The data Block Start
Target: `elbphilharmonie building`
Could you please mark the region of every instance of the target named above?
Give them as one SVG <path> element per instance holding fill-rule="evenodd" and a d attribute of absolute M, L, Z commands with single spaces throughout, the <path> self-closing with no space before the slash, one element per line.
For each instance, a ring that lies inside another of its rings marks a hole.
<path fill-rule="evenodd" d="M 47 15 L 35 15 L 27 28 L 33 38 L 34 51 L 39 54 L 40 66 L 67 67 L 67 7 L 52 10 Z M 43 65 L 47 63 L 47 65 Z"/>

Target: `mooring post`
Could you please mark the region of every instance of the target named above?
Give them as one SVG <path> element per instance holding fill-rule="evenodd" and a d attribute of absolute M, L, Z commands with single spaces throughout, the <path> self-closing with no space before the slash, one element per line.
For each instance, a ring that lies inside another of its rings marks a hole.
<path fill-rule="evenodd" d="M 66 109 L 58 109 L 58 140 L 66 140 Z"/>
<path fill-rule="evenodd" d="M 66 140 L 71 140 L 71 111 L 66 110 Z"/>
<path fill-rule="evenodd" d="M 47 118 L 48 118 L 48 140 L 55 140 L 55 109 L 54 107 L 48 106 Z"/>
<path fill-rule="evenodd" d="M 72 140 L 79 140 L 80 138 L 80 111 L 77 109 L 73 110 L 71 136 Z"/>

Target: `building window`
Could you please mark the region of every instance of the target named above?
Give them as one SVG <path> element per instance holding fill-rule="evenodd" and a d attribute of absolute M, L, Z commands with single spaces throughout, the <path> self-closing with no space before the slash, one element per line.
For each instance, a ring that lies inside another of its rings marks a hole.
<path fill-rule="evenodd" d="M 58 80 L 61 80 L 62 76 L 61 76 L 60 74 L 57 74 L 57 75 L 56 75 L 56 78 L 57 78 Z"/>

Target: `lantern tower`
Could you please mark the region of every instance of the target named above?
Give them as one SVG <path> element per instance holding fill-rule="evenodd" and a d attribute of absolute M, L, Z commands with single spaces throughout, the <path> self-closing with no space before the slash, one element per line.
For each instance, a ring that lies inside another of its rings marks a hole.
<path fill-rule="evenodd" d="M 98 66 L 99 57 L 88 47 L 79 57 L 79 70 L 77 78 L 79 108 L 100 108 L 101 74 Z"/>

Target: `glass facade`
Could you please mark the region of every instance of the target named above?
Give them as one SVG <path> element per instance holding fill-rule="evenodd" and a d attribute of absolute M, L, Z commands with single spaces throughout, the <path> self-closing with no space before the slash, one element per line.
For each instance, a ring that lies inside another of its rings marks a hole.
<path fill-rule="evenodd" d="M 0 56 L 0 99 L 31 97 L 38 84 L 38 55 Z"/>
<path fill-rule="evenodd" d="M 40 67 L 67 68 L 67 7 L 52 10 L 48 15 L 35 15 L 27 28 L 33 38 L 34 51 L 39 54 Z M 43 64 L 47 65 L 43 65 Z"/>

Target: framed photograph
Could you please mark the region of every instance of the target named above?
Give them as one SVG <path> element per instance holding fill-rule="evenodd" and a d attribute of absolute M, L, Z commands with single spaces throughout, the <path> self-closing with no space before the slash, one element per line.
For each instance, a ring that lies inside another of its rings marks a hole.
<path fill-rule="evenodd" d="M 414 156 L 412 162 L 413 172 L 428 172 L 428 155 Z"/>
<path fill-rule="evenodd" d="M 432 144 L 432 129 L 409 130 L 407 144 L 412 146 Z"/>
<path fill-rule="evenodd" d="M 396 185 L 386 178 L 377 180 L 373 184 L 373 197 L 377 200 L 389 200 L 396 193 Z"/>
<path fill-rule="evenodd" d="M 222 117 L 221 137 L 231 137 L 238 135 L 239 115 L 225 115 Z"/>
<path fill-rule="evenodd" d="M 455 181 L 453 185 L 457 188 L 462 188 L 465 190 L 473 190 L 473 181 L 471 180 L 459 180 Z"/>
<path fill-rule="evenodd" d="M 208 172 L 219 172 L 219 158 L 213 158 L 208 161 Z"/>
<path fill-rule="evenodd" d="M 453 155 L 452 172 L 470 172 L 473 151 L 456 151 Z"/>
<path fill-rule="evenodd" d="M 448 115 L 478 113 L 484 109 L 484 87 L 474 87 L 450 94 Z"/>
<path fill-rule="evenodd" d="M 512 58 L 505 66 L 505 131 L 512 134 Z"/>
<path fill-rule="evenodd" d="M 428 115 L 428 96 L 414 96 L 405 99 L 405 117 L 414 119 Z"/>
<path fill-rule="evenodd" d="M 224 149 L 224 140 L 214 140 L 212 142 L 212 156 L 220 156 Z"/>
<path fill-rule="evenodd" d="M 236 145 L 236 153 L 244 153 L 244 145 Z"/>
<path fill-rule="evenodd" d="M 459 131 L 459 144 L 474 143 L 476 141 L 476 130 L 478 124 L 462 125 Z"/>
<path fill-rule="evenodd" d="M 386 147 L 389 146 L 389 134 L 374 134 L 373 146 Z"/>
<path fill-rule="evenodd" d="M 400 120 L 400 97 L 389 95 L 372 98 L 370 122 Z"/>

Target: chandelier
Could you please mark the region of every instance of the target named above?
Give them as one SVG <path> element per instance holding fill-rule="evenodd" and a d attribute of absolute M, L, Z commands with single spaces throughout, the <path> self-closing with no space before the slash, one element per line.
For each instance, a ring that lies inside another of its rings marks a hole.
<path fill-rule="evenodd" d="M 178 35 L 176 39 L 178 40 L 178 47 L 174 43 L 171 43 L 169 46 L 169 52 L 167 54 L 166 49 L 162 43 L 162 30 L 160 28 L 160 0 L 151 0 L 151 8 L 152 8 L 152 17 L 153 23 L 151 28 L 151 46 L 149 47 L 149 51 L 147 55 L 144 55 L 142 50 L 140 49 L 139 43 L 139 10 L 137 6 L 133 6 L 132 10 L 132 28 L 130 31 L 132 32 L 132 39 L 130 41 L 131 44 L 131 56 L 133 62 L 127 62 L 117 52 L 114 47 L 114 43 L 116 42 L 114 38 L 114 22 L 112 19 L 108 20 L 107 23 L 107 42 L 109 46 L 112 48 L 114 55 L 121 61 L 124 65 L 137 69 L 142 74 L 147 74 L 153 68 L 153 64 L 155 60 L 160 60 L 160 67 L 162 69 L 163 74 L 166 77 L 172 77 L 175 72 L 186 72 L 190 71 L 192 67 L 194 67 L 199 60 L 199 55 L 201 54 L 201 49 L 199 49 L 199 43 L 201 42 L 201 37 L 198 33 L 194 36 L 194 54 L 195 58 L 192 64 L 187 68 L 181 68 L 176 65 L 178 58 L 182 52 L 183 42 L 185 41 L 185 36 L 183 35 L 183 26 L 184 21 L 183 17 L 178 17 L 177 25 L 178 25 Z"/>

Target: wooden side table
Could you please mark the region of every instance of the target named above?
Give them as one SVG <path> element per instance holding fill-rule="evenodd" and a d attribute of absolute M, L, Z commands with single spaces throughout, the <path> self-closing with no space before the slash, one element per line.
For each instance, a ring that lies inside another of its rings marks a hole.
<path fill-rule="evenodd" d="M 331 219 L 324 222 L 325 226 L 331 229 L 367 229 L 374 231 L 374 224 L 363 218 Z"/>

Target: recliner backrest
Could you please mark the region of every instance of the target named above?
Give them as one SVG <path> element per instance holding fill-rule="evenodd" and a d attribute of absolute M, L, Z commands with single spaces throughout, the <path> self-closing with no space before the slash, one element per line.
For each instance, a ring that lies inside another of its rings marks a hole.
The data Block End
The data Block Start
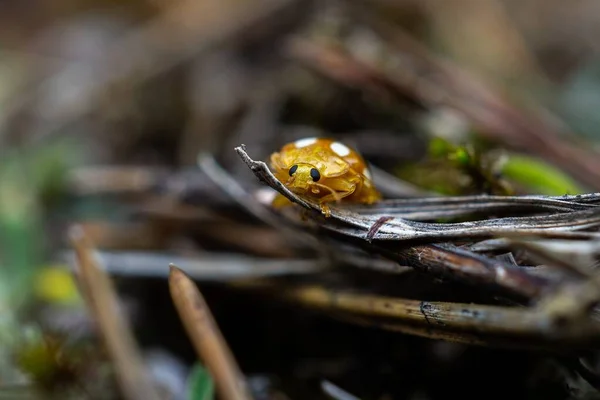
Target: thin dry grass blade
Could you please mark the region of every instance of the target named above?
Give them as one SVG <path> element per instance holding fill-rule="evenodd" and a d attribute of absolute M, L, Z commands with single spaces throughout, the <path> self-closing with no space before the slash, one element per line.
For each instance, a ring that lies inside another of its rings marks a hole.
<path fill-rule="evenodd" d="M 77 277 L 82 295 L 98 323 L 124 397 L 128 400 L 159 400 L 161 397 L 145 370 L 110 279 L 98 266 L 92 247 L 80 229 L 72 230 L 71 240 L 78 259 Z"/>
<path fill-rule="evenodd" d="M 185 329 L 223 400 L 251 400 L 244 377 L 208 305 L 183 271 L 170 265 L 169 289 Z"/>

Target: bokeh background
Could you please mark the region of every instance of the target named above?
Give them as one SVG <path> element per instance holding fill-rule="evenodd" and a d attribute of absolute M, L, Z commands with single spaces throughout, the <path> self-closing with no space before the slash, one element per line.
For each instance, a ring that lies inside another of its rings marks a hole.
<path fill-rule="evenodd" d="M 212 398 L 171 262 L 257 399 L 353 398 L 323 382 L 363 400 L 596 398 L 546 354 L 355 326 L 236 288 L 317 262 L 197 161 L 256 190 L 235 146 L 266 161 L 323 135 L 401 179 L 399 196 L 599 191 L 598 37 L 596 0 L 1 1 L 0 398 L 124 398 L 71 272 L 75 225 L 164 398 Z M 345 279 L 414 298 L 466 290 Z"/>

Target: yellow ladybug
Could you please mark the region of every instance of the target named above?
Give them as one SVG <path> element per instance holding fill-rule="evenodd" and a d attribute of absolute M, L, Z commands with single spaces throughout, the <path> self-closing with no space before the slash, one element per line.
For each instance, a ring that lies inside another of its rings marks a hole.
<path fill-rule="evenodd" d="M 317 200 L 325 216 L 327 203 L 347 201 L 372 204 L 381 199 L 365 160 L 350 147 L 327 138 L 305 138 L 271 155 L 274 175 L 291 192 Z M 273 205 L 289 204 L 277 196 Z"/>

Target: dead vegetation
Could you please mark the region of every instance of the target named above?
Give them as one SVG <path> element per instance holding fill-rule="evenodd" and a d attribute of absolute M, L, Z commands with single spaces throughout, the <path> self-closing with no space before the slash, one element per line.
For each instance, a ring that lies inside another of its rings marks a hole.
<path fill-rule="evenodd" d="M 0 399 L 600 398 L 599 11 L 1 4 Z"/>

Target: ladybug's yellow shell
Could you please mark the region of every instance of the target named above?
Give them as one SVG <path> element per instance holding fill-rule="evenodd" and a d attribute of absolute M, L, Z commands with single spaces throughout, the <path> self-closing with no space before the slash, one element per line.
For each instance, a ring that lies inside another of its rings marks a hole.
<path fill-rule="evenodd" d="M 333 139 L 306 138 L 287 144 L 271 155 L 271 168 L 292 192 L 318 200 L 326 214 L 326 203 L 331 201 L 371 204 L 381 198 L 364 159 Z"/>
The data Block End
__Task description__
Lines from the entries that contain the string "ladybug" are what must be copied.

__Result for this task__
Target: yellow ladybug
Target: ladybug's yellow shell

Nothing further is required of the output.